>> start Page excerpt

And of course if anyone ever does take the fall, they are venerated by their peers (with the media providing close air support) and will likely have cushy jobs lined up after their "firing" or whatever slap on the wrist they actually receive.

Trump presents a serious roadblock to their realization of nirvana, and to make matters worse, he has insulted (and CONTINUES to insult and attack) their deity. So yeah, the left is acting like they have lost their minds....almost reminds you of how certain other fanatics might react if you were to say, draw cartoons insulting their prophet.

Maddog said...

Why did True Believers like Strok, Paige, McCabe, Brennan, Clapper, Lynch and others take unreasonable risks?

So, why do otherwise rational people behave irrationally as so many did in the Obama administration when seeking to undermine the Trump campaign, create an October Surprise for Hillary, and then after he won, trying to soft coup the President-elect and later, the President out of power through made-up impeachment charges?

>> end Page excerpt
>> start Supplied entries

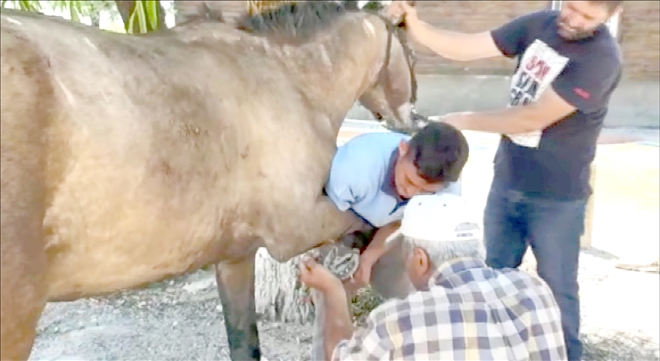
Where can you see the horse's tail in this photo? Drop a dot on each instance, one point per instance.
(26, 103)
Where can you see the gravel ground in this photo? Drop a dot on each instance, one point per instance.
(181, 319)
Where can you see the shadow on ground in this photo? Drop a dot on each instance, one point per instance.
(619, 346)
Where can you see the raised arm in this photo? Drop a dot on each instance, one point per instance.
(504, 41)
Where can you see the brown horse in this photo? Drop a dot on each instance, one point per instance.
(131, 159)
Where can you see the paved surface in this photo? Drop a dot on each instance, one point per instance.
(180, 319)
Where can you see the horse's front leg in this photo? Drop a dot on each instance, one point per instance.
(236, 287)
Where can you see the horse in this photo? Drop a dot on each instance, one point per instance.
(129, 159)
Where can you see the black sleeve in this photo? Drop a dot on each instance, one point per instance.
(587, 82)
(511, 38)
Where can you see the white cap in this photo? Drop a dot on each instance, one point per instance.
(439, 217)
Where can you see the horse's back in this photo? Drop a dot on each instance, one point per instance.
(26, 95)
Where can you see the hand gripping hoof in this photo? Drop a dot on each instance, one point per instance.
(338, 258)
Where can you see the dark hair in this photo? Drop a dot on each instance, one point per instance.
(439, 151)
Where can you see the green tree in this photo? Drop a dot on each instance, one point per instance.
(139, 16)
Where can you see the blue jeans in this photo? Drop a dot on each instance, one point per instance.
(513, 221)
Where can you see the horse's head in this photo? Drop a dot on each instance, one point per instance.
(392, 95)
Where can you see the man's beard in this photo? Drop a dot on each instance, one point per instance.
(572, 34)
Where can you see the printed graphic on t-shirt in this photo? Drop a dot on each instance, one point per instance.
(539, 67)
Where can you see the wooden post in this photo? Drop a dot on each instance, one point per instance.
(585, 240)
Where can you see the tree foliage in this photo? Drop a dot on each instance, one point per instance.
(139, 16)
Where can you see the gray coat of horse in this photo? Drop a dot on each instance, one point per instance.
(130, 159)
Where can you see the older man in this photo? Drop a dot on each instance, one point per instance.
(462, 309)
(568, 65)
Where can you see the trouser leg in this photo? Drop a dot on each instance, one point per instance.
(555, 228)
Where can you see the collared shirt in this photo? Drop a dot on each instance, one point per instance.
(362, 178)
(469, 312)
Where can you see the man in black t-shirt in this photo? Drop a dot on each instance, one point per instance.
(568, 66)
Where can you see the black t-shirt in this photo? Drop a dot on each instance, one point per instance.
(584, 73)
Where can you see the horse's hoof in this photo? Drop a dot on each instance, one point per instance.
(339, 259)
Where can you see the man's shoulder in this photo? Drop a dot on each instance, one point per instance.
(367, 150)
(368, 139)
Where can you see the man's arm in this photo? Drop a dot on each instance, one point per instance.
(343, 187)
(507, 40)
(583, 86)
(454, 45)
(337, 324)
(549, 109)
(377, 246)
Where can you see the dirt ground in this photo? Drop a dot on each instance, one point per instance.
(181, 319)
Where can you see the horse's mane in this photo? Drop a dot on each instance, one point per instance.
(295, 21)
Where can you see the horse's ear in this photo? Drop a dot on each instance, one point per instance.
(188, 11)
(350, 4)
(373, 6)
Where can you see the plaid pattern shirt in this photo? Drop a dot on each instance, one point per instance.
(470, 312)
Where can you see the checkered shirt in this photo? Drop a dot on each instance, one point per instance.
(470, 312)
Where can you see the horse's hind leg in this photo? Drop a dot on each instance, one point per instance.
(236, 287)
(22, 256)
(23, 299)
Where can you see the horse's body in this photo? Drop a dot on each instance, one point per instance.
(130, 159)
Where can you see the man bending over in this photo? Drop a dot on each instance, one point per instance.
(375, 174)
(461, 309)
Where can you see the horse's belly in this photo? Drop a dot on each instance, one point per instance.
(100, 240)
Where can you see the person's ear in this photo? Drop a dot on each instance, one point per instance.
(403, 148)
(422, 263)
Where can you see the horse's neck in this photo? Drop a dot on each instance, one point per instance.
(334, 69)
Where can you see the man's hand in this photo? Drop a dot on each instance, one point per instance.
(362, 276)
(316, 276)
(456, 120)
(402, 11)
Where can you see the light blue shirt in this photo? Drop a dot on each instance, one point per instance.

>> end Supplied entries

- What is needed:
Carry the comment thread about Trump and his opponents forward, starting right after its final sentence.

- Exercise output:
The first comment rests on gang affiliation and Omerta. The second rests on ego, and the third rests on religious belief. I think all of these are aspects of Eric Hoffer's theme in the True Believer: "The famous bestseller with “concise insight into what drives the mind of the fanatic and the dynamics of a mass movement” (Wall St. Journal) by Presidential Medal of Freedom recipient Eric Hoffer, The True Believer is a landmark in the field of social psychology, and even more relevant today than ever before in history. Called a “brilliant and original inquiry” and “a genuine contribution to our social thought” by Arthur Schlesinger, Jr., The True Believer is mandatory reading for anyone interested in the machinations by which an individual becomes a fanatic."

Fanaticism incorporates all of the ideas put forth in the comments and answers why people like Brennan, Clapper, McCabe, Strok, and Paige would all fall down this obviously dangerous rabbit hole. Like fanatical NAZIs and so many other True Believers, these peoples fanaticism that Clinton could not lose led them down a perilous path which seems likely to end in prison.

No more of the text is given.